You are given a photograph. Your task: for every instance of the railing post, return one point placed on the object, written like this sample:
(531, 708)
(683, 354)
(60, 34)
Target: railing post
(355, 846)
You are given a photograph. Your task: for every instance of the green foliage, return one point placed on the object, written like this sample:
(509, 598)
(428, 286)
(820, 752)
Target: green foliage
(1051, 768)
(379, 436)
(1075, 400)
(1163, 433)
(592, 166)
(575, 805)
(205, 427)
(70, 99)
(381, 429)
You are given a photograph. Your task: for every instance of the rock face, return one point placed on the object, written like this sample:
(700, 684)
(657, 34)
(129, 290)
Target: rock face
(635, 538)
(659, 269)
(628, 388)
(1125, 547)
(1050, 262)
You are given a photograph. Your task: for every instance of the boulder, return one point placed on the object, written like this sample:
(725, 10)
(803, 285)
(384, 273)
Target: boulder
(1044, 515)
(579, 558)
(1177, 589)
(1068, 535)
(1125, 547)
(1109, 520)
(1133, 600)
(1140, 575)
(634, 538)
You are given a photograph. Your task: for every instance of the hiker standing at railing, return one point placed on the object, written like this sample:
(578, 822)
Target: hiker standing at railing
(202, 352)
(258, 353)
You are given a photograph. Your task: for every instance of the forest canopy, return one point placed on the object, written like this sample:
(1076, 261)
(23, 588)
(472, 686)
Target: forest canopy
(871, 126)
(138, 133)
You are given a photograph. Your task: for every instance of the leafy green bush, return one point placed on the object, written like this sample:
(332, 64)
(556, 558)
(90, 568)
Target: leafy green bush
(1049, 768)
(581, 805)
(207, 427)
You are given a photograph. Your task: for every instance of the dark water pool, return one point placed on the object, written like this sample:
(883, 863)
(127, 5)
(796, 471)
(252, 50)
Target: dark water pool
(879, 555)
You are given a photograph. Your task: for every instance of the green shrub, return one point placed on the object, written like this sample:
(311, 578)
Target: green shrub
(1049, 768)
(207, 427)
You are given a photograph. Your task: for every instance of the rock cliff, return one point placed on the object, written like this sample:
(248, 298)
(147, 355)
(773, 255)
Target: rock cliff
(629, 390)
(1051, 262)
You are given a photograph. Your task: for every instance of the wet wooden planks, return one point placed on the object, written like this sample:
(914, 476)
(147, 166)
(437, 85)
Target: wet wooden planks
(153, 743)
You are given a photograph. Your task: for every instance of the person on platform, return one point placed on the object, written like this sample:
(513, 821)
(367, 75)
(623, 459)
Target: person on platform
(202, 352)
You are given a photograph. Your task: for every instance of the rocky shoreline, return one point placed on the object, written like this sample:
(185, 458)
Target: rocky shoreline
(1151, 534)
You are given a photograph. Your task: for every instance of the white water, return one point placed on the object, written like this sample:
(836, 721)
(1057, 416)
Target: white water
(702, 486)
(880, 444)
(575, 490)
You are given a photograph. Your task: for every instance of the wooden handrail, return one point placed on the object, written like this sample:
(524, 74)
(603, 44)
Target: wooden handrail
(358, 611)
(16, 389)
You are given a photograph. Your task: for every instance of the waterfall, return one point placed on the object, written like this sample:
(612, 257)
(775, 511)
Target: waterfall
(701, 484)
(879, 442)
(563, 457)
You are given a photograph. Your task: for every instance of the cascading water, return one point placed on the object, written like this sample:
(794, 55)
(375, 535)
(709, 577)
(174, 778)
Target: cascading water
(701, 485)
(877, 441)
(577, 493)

PROBLEM DESCRIPTION >>
The full set of entries should be copied out exactly as given.

RESPONSE FOR THIS EXERCISE >>
You are given a photograph. Your task: for every instance of the railing post, return one point placed on the object, written like this sample:
(531, 708)
(683, 354)
(60, 34)
Target: railing post
(355, 846)
You are given a photograph. Your task: for every instance of the green foliage, return one point placed on the object, written like this sample:
(509, 598)
(428, 286)
(820, 752)
Target: green foliage
(1051, 768)
(379, 436)
(1075, 400)
(1163, 433)
(592, 166)
(575, 805)
(205, 427)
(70, 99)
(381, 429)
You are given a photograph. Your task: for every instance of the rock face, return one point placed on the object, written like this sample:
(700, 684)
(657, 34)
(129, 290)
Target: rock face
(635, 538)
(659, 269)
(628, 388)
(1125, 547)
(1050, 262)
You are given a photograph. Your task: for every instance of the boulder, return one point placed on the object, written like this sample:
(725, 10)
(803, 285)
(384, 273)
Target: boulder
(1044, 515)
(579, 558)
(1177, 589)
(1068, 535)
(1125, 547)
(1109, 520)
(1133, 600)
(1140, 575)
(634, 538)
You are given a photograph. Your task: for every instance of the hiker standing at railing, return one point placed on the object, written like this sample:
(578, 822)
Target: hiker standing at railing
(202, 352)
(258, 353)
You are given a photograph. Your task: for every instance of the forest canopy, return one point placed on the object, written like this sample:
(1076, 261)
(23, 588)
(472, 686)
Target: forest canopy
(871, 126)
(138, 133)
You are given a photograph. Your task: for every instance of the leafy green bush, return one point placed on the object, written like this sample:
(332, 64)
(556, 558)
(90, 568)
Target: leafy green bush
(1049, 768)
(581, 805)
(207, 427)
You are given a photograph. Your task: for every instance of the dark water pool, return one point placed on the object, written like this sample:
(883, 863)
(127, 5)
(796, 471)
(252, 50)
Target: dark water pool
(879, 555)
You are given a photograph. Your task: for every instance of the green shrub, return one point placed on the object, written like this sample:
(311, 578)
Target: green shrub
(1049, 768)
(207, 427)
You are given a photograph. Your task: for every instance of the rock cliff, return one point placed on the object, written like this sample:
(248, 298)
(147, 355)
(773, 255)
Target: rock cliff
(629, 390)
(1051, 262)
You are given a photograph. Your task: for every instance of the wet wooden planks, return one point placed on the object, written like this sample:
(914, 476)
(147, 166)
(437, 85)
Target: wet wooden planks
(153, 743)
You are given a photograph. Your task: for every instance of the person on platform, return one point placed on the object, written like this sample:
(513, 821)
(367, 75)
(623, 459)
Target: person on platform
(202, 352)
You are given a photograph. Your task: for every instance of the rocky shoreline, return one point placed on the object, written like this sample:
(185, 458)
Target: rocky shoreline
(1151, 534)
You are given a photograph. Your task: for every instance of the white water, return one point placed on the object, written like this sample:
(836, 721)
(1057, 416)
Target: white water
(702, 486)
(880, 444)
(575, 490)
You are given a photograph. Your task: for every instance of the wooden handrail, return one point placed on the object, written like this sample:
(524, 74)
(603, 44)
Target: wooden handrail
(358, 611)
(16, 389)
You are given a photograph. Your task: for every instance of the waterfall, return one point placed on the object, written like this sample:
(612, 257)
(775, 511)
Target: waterfall
(701, 484)
(879, 442)
(563, 457)
You are given a photograph. Your task: for every instance of the cascading water, return one point placed on the object, written like this sample:
(794, 55)
(375, 535)
(709, 577)
(174, 778)
Target: cascading water
(701, 485)
(877, 441)
(577, 493)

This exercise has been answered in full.